* [ASSIGNMENT]: Write the listing below out again word for word, without a single picture.

* [PROVIDED DATA]:
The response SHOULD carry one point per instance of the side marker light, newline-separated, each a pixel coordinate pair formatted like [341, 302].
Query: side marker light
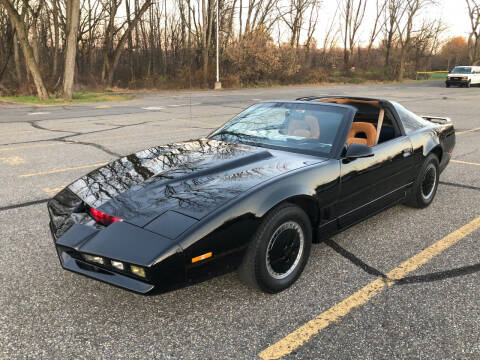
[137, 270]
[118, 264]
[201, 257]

* [ANSWER TO THE PROBLEM]:
The response SHOULD carry one point per instance of the side marker light, newline-separated, each a pixel coordinate pair formatted like [341, 302].
Query: side marker light
[137, 270]
[118, 264]
[201, 257]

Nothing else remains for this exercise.